**WHAT TO DO**
In the case summary below, condense the paragraph beginning "After Danisco obtained a Notice of Allowance" into a short list that keeps its main facts.

**DOCUMENT SEGMENT**

Fed. Cir. reverses lack of subject matter jurisdiction dismissal of Danisco's declaratory judgment suit challenging Novozymes' patent and concludes that the totality of the circumstances establish a justiciable controversy.

After Danisco obtained a Notice of Allowance on a patent, Novozymes amended its then-pending application to provoke an interference. The PTO refused to declare one, and it eventually issued both patents to both parties. Danisco filed suit seeking a declaratory judgment action on the Novozymes patent on the day it issued, based in part on a derivation claim under 291.

Danisco US Inc. v. Novozymes A/S, ___ F.3d ___ (Fed. Cir. Mar. 11, 2014) (LOURIE, Prost, O'Malley) (N.D. Cal.: Seeborg) (2 of 5 stars)

The Fed. Cir. held there was a justiciable controversy. That Novozymes had not accused Danisco of infringement "is not dispositive;" the proper question is whether Danisco established a "substantial risk" it would suffer harm. Slip op. at 7. "Article III does not mandate that the declaratory judgment defendant have threatened litigation or otherwise taken action to enforce its rights before a justiciable controversy can arise, and the Supreme Court has repeatedly found the existence of an actual case or controversy even in situations in which there was no indication that the declaratory judgment defendant was preparing to enforce its legal rights." Id. at 7-8.

**RECORDED INFORMATION**

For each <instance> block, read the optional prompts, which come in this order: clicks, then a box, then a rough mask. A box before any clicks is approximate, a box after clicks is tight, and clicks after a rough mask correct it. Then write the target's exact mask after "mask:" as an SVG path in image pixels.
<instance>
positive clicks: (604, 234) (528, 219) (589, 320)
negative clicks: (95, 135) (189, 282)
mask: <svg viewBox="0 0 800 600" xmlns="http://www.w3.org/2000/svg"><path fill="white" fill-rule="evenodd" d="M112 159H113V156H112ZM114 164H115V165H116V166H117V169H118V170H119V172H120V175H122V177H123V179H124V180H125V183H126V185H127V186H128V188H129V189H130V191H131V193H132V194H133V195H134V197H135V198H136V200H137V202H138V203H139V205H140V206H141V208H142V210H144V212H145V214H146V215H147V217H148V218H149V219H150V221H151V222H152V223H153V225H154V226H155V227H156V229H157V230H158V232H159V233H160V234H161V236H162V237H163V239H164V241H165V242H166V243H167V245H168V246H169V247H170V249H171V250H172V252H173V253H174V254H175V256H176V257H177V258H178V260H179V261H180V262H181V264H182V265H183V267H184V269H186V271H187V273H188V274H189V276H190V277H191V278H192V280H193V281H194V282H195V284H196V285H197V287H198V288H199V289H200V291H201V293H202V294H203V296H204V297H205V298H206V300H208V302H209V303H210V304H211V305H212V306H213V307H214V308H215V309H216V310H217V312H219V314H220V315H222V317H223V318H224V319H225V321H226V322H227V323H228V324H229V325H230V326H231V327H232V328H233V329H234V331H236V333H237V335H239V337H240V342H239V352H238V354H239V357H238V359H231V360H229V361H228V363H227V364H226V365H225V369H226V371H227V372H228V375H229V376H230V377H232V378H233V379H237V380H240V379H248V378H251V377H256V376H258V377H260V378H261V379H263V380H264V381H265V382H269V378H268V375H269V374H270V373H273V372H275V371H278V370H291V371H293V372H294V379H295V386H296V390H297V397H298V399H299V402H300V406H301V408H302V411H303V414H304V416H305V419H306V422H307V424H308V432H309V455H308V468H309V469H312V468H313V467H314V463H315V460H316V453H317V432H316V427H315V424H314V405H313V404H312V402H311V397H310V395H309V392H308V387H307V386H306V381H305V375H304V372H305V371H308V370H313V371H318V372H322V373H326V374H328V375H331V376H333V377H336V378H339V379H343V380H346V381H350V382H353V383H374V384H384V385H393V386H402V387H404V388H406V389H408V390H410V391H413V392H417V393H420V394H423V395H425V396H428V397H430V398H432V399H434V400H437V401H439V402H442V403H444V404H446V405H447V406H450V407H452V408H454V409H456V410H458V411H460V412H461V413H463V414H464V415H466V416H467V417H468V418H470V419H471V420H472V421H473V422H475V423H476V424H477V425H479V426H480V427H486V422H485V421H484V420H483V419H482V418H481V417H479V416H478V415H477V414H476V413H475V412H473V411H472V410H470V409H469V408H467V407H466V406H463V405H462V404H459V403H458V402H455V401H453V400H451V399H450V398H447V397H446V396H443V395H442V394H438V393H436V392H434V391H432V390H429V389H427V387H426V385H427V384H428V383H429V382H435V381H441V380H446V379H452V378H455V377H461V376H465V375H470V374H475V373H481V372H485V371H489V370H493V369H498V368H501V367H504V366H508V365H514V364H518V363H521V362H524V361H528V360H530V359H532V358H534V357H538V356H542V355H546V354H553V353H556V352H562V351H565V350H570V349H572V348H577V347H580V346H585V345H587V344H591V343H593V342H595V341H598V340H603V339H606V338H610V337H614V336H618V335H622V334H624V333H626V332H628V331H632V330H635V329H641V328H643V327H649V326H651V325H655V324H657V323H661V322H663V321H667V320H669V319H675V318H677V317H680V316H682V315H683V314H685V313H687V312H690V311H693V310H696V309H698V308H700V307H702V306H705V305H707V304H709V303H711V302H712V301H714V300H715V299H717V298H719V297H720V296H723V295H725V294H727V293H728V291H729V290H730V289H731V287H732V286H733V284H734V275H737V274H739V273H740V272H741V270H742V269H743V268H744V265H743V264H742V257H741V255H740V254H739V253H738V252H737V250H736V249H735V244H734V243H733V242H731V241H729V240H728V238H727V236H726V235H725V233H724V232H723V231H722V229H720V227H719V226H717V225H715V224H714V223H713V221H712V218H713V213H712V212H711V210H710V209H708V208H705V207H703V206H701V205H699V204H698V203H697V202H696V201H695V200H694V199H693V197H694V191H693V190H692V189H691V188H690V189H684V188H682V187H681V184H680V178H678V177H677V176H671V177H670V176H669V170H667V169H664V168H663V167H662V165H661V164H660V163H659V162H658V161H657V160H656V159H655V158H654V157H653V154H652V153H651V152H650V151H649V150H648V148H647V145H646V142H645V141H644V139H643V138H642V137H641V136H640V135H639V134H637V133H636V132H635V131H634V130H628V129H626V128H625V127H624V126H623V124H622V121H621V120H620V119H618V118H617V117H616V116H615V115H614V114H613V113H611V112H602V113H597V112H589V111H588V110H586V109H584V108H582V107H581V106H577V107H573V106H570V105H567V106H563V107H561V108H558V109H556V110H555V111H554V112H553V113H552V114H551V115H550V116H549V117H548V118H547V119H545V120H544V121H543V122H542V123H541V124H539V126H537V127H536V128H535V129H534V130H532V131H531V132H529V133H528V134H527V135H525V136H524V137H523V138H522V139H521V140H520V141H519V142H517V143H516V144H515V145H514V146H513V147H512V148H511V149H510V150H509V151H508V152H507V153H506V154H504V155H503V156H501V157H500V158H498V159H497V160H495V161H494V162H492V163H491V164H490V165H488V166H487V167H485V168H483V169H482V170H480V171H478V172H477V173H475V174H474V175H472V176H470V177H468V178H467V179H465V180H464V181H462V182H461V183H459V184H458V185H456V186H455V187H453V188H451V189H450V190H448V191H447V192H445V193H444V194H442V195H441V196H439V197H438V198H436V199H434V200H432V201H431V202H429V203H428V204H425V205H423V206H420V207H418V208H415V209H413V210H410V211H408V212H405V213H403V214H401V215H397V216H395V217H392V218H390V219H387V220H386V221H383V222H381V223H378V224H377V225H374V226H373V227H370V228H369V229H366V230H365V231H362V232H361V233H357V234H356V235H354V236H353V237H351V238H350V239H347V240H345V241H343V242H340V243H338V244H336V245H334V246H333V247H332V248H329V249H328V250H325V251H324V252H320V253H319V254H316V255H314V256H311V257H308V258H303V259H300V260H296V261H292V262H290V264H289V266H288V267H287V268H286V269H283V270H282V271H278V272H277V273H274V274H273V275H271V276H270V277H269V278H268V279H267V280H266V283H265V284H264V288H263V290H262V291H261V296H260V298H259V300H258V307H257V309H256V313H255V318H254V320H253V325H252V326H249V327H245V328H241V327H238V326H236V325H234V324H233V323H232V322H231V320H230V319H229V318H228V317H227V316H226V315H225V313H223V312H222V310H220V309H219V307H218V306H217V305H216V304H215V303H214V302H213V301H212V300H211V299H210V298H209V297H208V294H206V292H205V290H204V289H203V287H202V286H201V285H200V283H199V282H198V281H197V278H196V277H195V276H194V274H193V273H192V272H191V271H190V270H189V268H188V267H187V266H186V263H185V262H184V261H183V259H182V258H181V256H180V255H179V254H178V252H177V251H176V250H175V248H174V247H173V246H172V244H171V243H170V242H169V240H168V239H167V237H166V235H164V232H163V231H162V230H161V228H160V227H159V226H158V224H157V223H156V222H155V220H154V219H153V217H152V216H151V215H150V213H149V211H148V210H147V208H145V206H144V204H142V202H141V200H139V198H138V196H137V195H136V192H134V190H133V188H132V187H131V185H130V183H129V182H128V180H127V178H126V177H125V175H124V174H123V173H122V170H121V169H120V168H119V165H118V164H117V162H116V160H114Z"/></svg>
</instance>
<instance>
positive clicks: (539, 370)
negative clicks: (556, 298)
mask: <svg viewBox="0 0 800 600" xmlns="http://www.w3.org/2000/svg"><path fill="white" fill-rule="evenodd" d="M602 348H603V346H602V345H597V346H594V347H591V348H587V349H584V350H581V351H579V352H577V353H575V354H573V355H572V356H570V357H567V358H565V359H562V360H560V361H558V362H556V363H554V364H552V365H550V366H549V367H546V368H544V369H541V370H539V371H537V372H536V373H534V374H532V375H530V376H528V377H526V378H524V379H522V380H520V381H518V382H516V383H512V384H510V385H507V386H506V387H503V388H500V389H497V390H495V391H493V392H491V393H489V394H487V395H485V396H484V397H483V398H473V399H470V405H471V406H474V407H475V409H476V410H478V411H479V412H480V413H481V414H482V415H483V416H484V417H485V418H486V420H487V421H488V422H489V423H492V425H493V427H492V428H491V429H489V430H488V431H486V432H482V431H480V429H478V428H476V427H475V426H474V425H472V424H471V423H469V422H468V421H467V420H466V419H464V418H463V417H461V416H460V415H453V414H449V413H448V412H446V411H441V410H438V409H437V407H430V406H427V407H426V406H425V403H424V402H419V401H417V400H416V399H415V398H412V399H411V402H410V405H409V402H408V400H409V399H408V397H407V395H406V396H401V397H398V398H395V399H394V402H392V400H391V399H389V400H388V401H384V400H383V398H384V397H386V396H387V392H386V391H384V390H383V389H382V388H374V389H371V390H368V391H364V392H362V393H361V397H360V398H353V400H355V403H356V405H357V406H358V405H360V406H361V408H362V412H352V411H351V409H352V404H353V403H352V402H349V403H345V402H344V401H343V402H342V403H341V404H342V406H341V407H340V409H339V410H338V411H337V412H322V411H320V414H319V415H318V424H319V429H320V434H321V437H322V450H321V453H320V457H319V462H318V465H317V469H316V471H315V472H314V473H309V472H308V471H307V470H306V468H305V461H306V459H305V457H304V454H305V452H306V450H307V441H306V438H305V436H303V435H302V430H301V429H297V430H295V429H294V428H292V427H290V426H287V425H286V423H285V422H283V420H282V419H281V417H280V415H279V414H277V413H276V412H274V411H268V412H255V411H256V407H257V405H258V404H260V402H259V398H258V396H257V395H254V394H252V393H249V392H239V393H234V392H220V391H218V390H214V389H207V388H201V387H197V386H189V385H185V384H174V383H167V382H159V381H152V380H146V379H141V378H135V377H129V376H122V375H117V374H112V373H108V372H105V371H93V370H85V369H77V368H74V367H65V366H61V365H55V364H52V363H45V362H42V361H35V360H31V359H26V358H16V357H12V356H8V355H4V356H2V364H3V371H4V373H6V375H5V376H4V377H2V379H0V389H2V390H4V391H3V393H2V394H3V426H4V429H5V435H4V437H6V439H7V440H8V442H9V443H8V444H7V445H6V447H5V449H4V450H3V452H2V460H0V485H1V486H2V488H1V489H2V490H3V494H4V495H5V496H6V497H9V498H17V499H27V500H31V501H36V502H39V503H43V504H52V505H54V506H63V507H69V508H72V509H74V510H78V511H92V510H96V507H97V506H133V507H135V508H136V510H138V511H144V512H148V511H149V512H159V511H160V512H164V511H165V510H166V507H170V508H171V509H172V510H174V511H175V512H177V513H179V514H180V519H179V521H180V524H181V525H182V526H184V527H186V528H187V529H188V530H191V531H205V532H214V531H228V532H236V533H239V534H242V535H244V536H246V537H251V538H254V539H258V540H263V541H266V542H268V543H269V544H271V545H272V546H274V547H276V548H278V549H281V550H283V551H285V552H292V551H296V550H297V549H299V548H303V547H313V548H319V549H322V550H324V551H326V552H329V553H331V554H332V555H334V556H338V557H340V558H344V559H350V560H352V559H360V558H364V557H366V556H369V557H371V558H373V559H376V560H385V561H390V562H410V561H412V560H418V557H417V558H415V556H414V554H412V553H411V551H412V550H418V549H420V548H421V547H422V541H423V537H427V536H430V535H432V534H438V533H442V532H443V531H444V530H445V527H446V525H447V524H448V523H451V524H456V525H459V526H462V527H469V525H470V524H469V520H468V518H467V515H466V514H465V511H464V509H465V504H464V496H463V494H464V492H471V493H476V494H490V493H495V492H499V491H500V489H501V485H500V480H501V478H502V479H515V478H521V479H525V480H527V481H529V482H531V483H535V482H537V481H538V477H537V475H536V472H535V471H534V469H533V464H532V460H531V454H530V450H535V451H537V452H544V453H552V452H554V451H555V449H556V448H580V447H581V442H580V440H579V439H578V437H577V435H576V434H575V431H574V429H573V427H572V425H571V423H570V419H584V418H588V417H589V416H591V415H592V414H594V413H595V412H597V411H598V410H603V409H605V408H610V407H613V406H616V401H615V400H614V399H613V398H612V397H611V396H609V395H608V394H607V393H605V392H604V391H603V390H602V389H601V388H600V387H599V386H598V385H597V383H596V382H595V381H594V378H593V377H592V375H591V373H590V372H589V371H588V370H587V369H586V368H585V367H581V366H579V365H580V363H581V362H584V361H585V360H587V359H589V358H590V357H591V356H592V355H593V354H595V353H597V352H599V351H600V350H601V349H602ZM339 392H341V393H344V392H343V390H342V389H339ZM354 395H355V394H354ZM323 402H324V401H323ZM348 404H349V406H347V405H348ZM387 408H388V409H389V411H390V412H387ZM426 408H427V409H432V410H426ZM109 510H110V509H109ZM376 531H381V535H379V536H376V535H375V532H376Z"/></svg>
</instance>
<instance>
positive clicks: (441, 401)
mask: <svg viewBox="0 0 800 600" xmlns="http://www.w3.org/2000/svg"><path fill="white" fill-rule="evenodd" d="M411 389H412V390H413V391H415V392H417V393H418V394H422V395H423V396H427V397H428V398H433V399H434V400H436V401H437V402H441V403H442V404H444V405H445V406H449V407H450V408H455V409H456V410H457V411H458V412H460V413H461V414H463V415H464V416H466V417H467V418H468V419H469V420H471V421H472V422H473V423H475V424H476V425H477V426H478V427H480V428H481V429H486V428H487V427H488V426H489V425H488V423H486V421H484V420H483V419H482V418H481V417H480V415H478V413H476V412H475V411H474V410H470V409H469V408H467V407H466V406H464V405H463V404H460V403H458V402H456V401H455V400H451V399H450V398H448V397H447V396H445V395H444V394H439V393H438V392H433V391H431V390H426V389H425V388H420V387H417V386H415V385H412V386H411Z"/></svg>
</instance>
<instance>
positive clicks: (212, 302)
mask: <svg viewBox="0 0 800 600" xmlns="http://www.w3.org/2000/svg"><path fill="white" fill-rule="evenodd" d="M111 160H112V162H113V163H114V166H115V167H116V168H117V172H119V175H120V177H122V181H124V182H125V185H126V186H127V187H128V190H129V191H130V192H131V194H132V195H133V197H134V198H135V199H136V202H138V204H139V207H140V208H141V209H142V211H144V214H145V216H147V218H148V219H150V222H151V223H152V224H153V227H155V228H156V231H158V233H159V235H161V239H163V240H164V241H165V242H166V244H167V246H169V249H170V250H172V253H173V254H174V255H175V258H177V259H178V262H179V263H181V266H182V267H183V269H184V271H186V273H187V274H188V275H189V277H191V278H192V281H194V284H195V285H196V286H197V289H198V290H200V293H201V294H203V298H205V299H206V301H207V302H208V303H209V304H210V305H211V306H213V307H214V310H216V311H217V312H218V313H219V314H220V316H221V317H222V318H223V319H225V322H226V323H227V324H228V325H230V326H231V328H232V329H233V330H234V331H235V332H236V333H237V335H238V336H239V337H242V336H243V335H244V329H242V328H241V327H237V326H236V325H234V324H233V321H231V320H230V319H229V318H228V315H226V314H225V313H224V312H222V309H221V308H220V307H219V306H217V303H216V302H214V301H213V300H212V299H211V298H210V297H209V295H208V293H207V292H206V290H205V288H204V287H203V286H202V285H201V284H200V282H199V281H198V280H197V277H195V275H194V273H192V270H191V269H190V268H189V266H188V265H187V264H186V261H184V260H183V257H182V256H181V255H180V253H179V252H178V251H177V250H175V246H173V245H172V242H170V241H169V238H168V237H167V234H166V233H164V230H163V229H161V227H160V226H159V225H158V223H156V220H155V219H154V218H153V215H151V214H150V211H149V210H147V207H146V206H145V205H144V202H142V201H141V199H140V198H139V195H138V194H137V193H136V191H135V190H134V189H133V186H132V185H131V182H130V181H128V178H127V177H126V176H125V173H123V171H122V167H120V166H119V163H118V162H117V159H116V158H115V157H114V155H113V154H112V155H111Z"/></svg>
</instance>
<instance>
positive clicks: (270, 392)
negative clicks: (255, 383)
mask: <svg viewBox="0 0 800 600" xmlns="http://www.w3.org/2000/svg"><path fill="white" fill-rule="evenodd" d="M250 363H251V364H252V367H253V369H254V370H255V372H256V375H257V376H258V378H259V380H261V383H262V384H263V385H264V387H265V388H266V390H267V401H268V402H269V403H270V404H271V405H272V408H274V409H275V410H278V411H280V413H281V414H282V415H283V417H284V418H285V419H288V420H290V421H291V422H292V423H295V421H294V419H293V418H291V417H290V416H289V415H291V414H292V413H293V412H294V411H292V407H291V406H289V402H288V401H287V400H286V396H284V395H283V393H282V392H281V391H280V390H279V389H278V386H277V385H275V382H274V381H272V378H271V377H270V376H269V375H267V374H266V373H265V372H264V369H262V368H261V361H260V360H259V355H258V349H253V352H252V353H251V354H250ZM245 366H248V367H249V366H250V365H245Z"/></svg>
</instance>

**SOLUTION TO THIS PROBLEM**
- Danisco received a Notice of Allowance on a patent.
- Novozymes then amended its pending application to provoke an interference.
- The PTO declined to declare an interference and eventually issued patents to both parties.
- On the day the Novozymes patent issued, Danisco sued for a declaratory judgment on it, partly based on a derivation claim under 291.